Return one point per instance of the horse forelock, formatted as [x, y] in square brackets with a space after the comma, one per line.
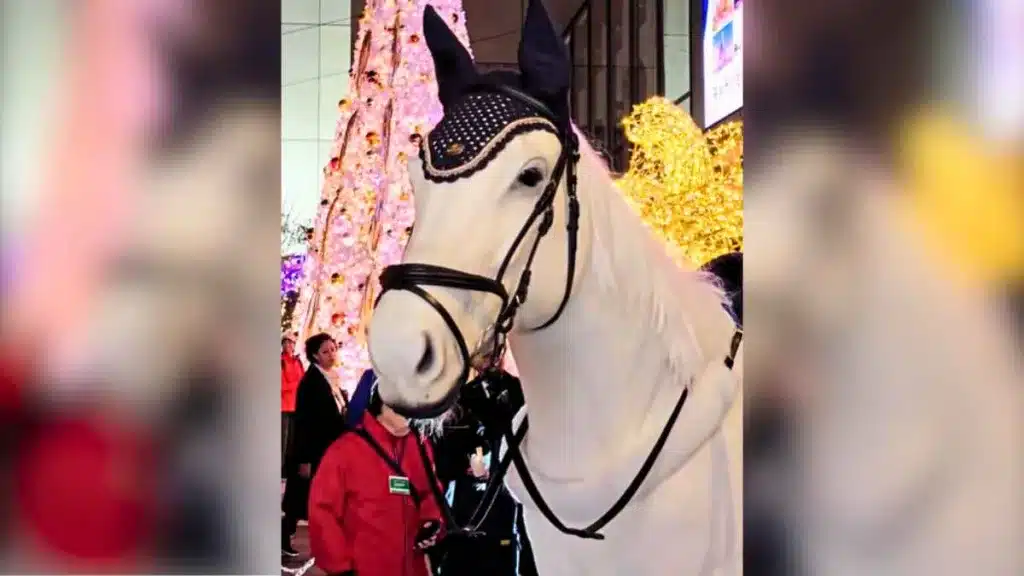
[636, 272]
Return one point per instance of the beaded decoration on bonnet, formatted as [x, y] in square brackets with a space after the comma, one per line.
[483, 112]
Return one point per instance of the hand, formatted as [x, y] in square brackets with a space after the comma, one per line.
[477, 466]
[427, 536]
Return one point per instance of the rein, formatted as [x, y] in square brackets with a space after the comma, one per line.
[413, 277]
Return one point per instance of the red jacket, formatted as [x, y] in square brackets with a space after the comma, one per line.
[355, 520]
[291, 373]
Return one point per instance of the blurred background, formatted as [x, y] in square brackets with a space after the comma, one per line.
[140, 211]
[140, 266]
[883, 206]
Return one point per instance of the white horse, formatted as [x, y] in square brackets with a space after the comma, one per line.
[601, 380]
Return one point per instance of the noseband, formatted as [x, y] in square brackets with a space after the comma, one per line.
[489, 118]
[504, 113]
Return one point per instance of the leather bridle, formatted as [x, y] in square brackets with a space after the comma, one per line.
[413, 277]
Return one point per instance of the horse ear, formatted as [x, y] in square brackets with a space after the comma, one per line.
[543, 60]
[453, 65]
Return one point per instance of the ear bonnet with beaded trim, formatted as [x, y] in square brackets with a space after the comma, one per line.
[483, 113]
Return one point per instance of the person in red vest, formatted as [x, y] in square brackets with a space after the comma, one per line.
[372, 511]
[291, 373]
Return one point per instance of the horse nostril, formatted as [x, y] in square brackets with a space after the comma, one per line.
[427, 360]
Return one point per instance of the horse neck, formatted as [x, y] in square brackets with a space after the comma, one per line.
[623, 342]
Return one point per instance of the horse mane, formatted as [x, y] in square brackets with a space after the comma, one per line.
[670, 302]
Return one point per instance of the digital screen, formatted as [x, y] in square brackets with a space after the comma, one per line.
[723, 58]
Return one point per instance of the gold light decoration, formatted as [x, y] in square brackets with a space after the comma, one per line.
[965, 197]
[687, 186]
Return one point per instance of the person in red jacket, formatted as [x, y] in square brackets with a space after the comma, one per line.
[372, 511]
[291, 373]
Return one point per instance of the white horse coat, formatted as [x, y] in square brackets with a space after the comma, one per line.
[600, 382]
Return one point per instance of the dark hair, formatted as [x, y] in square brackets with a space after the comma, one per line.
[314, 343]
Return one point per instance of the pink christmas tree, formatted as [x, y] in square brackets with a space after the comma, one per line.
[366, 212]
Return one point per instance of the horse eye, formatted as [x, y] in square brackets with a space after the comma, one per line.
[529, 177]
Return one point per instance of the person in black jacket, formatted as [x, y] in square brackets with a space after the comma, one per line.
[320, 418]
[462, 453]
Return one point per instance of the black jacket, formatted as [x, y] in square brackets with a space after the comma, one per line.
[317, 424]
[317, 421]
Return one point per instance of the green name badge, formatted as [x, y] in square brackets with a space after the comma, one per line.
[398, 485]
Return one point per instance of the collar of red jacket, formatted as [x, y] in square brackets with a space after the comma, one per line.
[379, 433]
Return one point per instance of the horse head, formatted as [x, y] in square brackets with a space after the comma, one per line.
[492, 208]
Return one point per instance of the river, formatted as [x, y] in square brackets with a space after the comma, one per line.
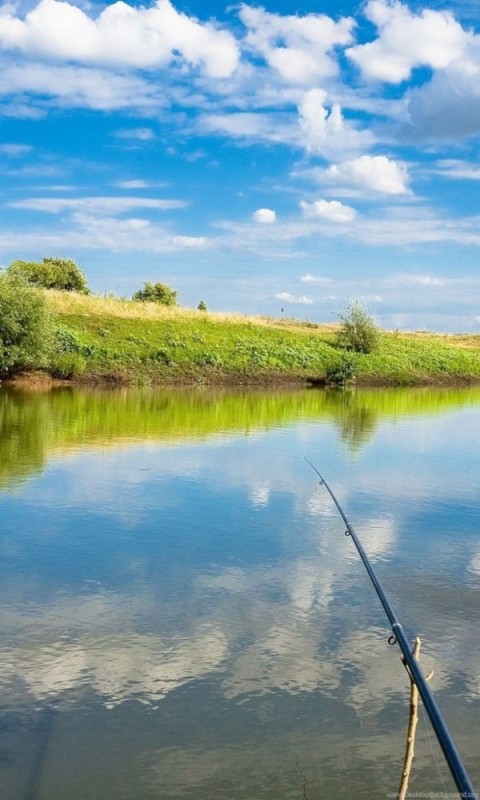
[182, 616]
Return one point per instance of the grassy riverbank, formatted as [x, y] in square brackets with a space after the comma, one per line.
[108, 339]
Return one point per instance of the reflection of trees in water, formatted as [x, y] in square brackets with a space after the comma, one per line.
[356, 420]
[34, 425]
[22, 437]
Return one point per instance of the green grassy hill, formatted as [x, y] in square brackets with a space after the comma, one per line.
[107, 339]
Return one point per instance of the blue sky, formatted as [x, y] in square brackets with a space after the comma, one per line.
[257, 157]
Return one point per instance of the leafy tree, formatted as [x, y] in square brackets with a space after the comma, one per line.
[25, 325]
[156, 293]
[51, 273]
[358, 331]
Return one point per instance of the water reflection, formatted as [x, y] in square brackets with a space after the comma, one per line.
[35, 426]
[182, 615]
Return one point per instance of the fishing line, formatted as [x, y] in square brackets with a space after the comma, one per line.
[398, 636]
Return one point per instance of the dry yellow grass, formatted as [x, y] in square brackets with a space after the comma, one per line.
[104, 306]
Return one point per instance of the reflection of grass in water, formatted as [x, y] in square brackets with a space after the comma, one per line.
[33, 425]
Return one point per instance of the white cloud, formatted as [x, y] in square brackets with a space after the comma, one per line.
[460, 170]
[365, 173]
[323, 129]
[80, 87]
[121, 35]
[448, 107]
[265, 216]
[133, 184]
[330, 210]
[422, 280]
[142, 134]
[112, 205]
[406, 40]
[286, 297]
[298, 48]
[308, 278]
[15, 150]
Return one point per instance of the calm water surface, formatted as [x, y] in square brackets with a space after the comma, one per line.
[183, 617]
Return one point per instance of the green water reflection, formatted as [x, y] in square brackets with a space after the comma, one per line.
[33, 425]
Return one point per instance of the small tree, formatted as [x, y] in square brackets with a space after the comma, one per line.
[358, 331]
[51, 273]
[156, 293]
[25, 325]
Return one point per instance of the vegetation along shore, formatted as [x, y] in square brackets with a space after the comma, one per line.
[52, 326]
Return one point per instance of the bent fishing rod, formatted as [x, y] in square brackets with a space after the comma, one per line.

Stated task — Output the records above exactly; leave out the pictures.

Output for this exercise —
Return one point per instance of the horse forelock, formatted as [x, y] in square brackets with a space after the comma, one per line.
[636, 272]
Return one point per instance of the beaded decoration on bonnet, formatted as [x, y] in square brackets with a space after the comma, one per line.
[483, 112]
Return one point per instance of the hand, formatted as [x, y] in square brackets with a space after the comma, one per line.
[477, 466]
[427, 536]
Return one point per instance of the rein, formatted as [x, y] in square brackets with a space after the comma, one per line.
[413, 277]
Return one point per instance of the red jacket, formatted as [x, y] in square brackets with a space after the comma, one per line.
[355, 520]
[291, 373]
Return one point per instance of the blurred background, formatted as [x, y] in square brackets with a space after the comma, one per line.
[140, 211]
[140, 266]
[883, 206]
Return one point per instance of the white horse, formatted as [x, y] in square brackets with a space after the comma, one per line.
[601, 380]
Return one point per instance of the noseband, formatted as [x, y] in square brackets with a space after the comma, one per line.
[489, 118]
[504, 113]
Return one point per instance of the leather bridle, formatted as [x, y] in square brackets with a space after the comma, one per line.
[413, 277]
Return one point per instance of the horse ear, formatted as [x, y] in square brackets with a space after the comma, one per line.
[543, 60]
[453, 65]
Return one point per instance of the ear bonnet with beaded trim, formatted as [x, y] in square brackets with a space after the comma, one per line.
[483, 113]
Return one point per instance of the person in red vest, formatted as [x, y] in square brackets with a space after the comma, one per line.
[372, 511]
[291, 373]
Return one point per instance of the horse nostril, formatted as [x, y] in square brackets with a space after the comma, one per line.
[427, 360]
Return one point per instance of the horse neck, formatted as [x, y] in square brackets with a space after the comma, one per line.
[623, 342]
Return one point per instance of the horse mane, formatted as [x, y] in square brackets with a space after the comma, one per line.
[670, 302]
Return one point per instance of the digital screen, formatted as [x, y] in square brackets with a space after the comma, one per line.
[723, 58]
Return one point per instance of the gold light decoration, formatted as [x, y] in square brackets with a space after the comma, one per line.
[965, 197]
[687, 186]
Return one point per instance of the person in red jacket, formatted as [x, y] in square brackets with a space after the comma, one per line.
[372, 511]
[291, 373]
Return one point per instance of the white horse coat, formatted as [x, y] in square brackets with a space after the comma, one per line.
[600, 382]
Return one point per instance of the dark hair, formatted as [x, y] in square brackets with a space after the comma, one per line.
[314, 343]
Return one point per instance of the pink christmas tree, formatted as [x, y] in square brackets with a space after the comma, one per line.
[366, 212]
Return one point per instance of the horse eye, formatted as [x, y] in square brackets with a space after the comma, one per line.
[529, 177]
Return one point per instance of the person in black jacket, formatted as [x, y] in square brackets with a space after the comma, one per line.
[320, 418]
[462, 453]
Return one point per instance of the black jacket, formatted as [x, y] in square brackets with a space after the comma, one per line.
[317, 424]
[317, 421]
Return one point per instance of the green name badge, formatted as [x, y] in square brackets with a space after the comma, one per line.
[398, 485]
Return one point per instance of the collar of red jacket, formatted as [x, y] in square brackets with a space after the comma, one per line.
[379, 433]
Return one point per instance of the horse head, formatted as [x, y] in square brackets with a space after the comma, one per line.
[492, 208]
Return one point per instance of the river, formatted as [x, y] in square brackets with a space after the comma, one per line.
[182, 616]
Return one point per instance of the grassy riverbank, formatted as [x, y] in square brackets with a space after the comma, one per line.
[108, 339]
Return one point per instance of the reflection of trees in water, formatted as [x, y] in square brackets with a space after the comma, one per line.
[356, 420]
[34, 425]
[22, 437]
Return one point per instance of the green grassy hill, formatted as [x, y] in square brackets with a space after the comma, one per line.
[107, 339]
Return one point per instance of the blue sky, formatted as [x, y] in square brackets with a space after the comma, one per line.
[257, 157]
Return one point per instance of the leafy tree, formatted as [x, y] in square brackets with a space after the comma, one per line.
[25, 325]
[156, 293]
[51, 273]
[358, 331]
Return one point per instance of the water reflection, formatted as [x, y] in square brackets with a space after the comma, one per line.
[35, 426]
[182, 615]
Return one point per instance of the fishing line, formatted as [x, y] in square brackets with a space after the comma, one per line.
[398, 636]
Return one point per instance of the dry yellow grass, formatted as [x, y] in square brackets with a space after the comma, one per line.
[104, 306]
Return one point per instance of the reflection of grass in water, formatted as [x, y] in square brackets with a space after the comma, one per line.
[33, 425]
Return one point per instance of the white cloud, formatted as [x, y] in square brackets with a space after the comma, one per line.
[460, 170]
[365, 173]
[323, 129]
[80, 87]
[121, 35]
[448, 107]
[265, 216]
[133, 184]
[330, 210]
[422, 280]
[142, 134]
[112, 205]
[406, 40]
[286, 297]
[298, 48]
[308, 278]
[15, 150]
Return one point per instance of the calm water surface, formatted as [x, y] in square brackets with a space after the comma, one per line.
[183, 617]
Return one point per instance of the green water reflection, formatted as [x, y] in square brackets with a space after the comma, one per line.
[33, 425]
Return one point per instance of the small tree, formatted as [x, y] in square brackets with a space after the comma, one per line.
[358, 331]
[51, 273]
[156, 293]
[25, 325]
Return one point per instance of the vegetation along shore, formatted as [x, y] in square brackets with a space after the comma, one per line.
[52, 326]
Return one point per instance of the bent fishing rod, formatted as [x, y] in square brackets with a space after the comma, one per line.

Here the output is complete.